The Old Willis Place: A Ghost Story, first published in 2004 by Clarion Books, is one of several ghost stories for young adults written by Mary Downing Hahn. The novel received multiple state-level awards, including the Dorothy Canfield Fisher Children's Book Award (Vermont), the Golden Sower Award (Nebraska), and the Volunteer State Book Award (Tennessee). The story explores friendship and forgiveness through two unusual siblings.

Mary Downing Hahn is a Washington D.C. native and former librarian who has written over 30 novels since her first novel, The Sara Summer, was published in 1979.

This guide is based on the Houghton Mifflin Harcourt (Clarion Books) reprint published in 2007.

Plot Summary

Oak Hill Manor, known as the “old Willis place” to locals, is an abandoned mansion that has been decaying for 10 years since the death of its owner, Miss Lilian Willis. The mansion is allegedly haunted by the ghosts of two children. 12-year-old Diana and her 8-year-old brother, Georgie, have lived on the grounds of the old Willis place for as long as they can remember. The siblings spend their days playing in the woods without worrying about a set bedtime or school. They have no parents or friends, but they have each other and their black cat, Nero.

Diana and Georgie’s personal rules are put to the test with the arrival of new landlord, Mr. Morrison, his young daughter, Lissa, and their dog, Macduff. The story begins with Diana and Georgie hiding in the woods, observing the newcomers move into the caretaker’s trailer from afar. Diana finds herself wanting to befriend Lissa—much to Georgie’s dismay.

Supplied data:
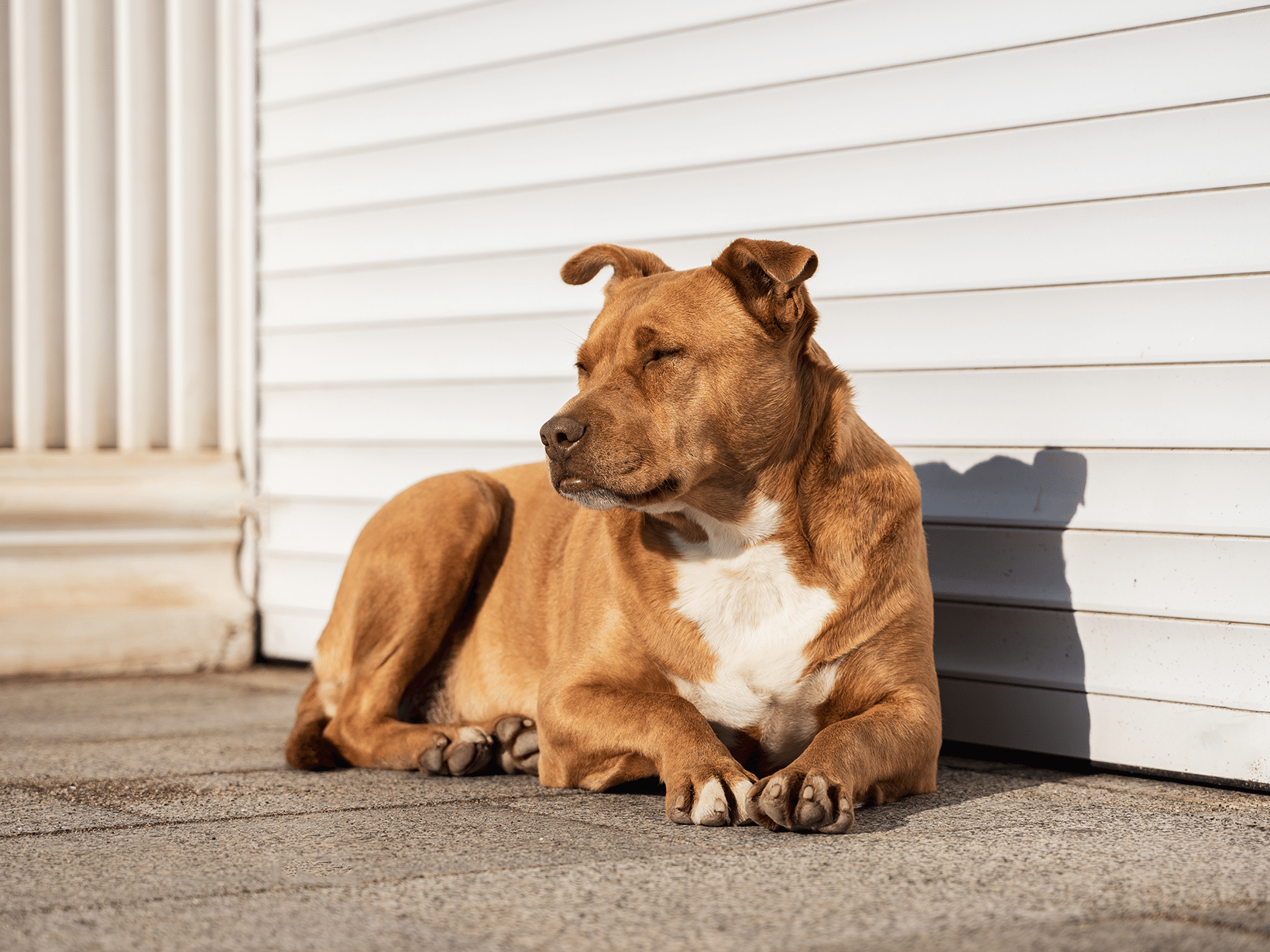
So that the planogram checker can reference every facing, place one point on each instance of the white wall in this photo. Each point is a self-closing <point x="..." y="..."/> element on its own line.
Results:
<point x="1038" y="226"/>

Written tasks:
a. Reproduce the study guide excerpt word for word, from "Plot Summary" to "black cat, Nero.".
b. Answer these questions using the study guide excerpt:
(i) What was the title of Mary Downing Hahn's first novel, and in what year was it published?
(ii) How old is Georgie?
(iii) What is the name of the Morrisons' dog?
c. List every award the study guide excerpt names for the novel, with the state given for each.

Expected results:
a.
Plot Summary

Oak Hill Manor, known as the “old Willis place” to locals, is an abandoned mansion that has been decaying for 10 years since the death of its owner, Miss Lilian Willis. The mansion is allegedly haunted by the ghosts of two children. 12-year-old Diana and her 8-year-old brother, Georgie, have lived on the grounds of the old Willis place for as long as they can remember. The siblings spend their days playing in the woods without worrying about a set bedtime or school. They have no parents or friends, but they have each other and their black cat, Nero.

b.
(i) The Sara Summer, published in 1979
(ii) 8 years old
(iii) Macduff

c.
Dorothy Canfield Fisher Children's Book Award (Vermont)
Golden Sower Award (Nebraska)
Volunteer State Book Award (Tennessee)